PASSAGE EXTRAIT
Dans un climat économique mouvant, marqué par les tensions géopolitiques et un cadre réglementaire en pleine évolution, les prévisions macroéconomiques diffusées par la Banque de France soulignent des tendances qui intéressent au plus haut point les dirigeants et acteurs du monde de l’entreprise.

Cet article propose un tour d’horizon détaillé de ces chiffres clés, en les réinterprétant sous l’angle légal, financier et opérationnel propre à l’environnement d’affaires français.

Panorama économique : éléments de contexte

Le cycle conjoncturel actuel découle de facteurs multiples : remontée progressive des taux d’intérêt, pressions inflationnistes mondiales et ralentissement de la demande internationale.

La Banque de France, dans le cadre de l’Eurosystème, met à jour ses projections macroéconomiques tous les trimestres afin de fournir une lecture prospective de l’activité, de l’inflation et de l’emploi pour l’année en cours et les deux années à venir. En septembre 2024, elle livre un scénario stable sur le plan des politiques publiques, tout en prenant en compte les nouvelles données d’Insee liées au passage en base 2020.

Dans cette optique, les indicateurs clefs sont le PIB, l’inflation (IPCH) et le chômage. Selon la Banque de France, la croissance du PIB (produit intérieur brut) en volume s’établirait autour de +1,1 % en 2024, puis +1,2 % en 2025 et +1,5 % en 2026.

Le taux de chômage, lui, resterait globalement contenu, après un léger rebond en 2025, pour revenir à 7,3 % fin 2026. Cette appréciation favorable repose toutefois sur un certain nombre d’hypothèses techniques, notamment la stabilisation du marché de l’énergie, la légère détente des taux d’intérêt et l’absence de choc majeur sur le commerce international. Pour les dirigeants d’entreprise, la compréhension de ce panorama macroéconomique est cruciale pour anticiper les investissements et ajuster leurs stratégies de recrutement.

Effet conjugué sur l’inflation et la consommation

Le recul graduel de l’inflation constitue l’une des tendances fortes de cette nouvelle projection. Après avoir culminé à +5,7 % en 2023, l’indice des prix à la consommation harmonisé (IPCH) se replierait à +2,5 % en 2024, pour atteindre +1,5 % en 2025, puis se stabiliser autour de +1,7 % en 2026. Ce ralentissement de la hausse des prix sera marqué par une modération des tensions sur les coûts de l’énergie et des matières premières, tandis que les prix de l’électricité devraient baisser de –15 % début 2025, selon le scénario retenu à ce stade.

EXERCICE
Reprenez, s’il vous plaît, l’article sur les prévisions de la Banque de France depuis « Dans un climat » jusqu’à « la demande internationale. », en substituant « coûts d’emprunt » à « taux d’intérêt ». Les items qui suivent proviennent d’une autre source.

DONNÉES FOURNIES

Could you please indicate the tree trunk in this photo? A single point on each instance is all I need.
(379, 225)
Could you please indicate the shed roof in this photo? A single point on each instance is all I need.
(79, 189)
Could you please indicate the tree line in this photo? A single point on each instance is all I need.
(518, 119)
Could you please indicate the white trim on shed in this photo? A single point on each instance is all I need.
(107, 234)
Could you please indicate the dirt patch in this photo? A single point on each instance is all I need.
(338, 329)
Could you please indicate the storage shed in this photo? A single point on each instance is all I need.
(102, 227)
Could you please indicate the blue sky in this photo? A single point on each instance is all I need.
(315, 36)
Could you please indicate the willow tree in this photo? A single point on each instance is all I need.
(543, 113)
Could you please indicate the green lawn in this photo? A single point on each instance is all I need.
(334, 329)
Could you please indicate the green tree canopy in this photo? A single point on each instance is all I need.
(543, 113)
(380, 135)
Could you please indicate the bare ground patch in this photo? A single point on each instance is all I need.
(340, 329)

* * *

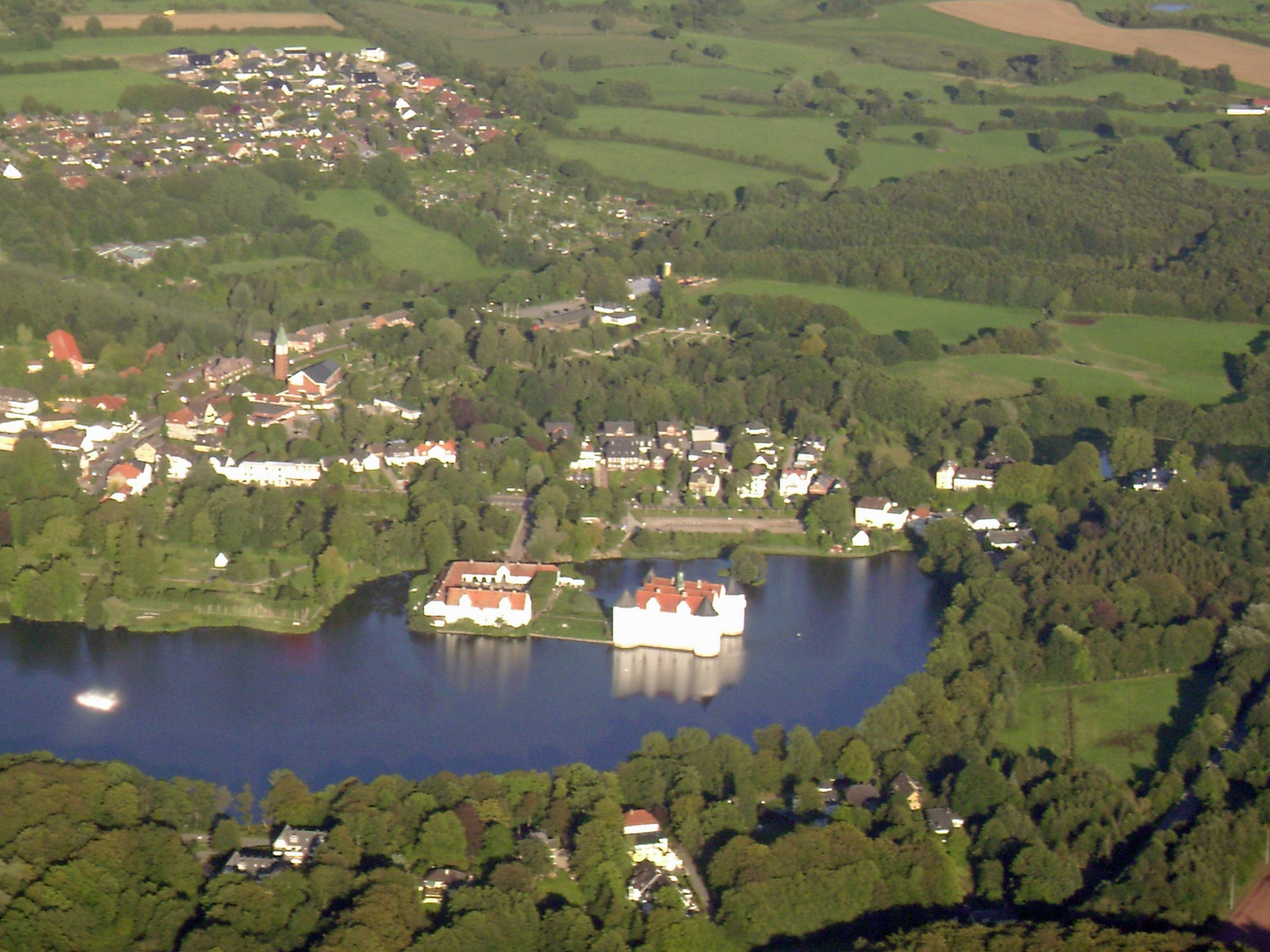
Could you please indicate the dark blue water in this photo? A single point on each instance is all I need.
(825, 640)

--

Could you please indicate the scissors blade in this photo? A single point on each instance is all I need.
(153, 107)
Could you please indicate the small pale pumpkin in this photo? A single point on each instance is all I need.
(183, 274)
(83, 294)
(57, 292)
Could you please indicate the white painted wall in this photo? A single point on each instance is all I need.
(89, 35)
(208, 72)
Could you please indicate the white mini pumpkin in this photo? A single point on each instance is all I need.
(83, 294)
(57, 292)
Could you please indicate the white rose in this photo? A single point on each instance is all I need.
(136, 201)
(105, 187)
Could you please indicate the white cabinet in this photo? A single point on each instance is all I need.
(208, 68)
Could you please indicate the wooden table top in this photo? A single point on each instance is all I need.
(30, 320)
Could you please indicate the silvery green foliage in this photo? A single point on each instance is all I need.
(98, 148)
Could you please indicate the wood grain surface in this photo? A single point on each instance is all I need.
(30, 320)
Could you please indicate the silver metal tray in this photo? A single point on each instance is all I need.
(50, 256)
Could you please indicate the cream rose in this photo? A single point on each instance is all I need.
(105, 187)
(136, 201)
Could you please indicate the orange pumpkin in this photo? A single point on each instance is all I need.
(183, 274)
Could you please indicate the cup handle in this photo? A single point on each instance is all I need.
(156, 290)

RÉSULTAT ATTENDU
Dans un climat économique mouvant, marqué par les tensions géopolitiques et un cadre réglementaire en pleine évolution, les prévisions macroéconomiques diffusées par la Banque de France soulignent des tendances qui intéressent au plus haut point les dirigeants et acteurs du monde de l’entreprise.

Cet article propose un tour d’horizon détaillé de ces chiffres clés, en les réinterprétant sous l’angle légal, financier et opérationnel propre à l’environnement d’affaires français.

Panorama économique : éléments de contexte

Le cycle conjoncturel actuel découle de facteurs multiples : remontée progressive des coûts d’emprunt, pressions inflationnistes mondiales et ralentissement de la demande internationale.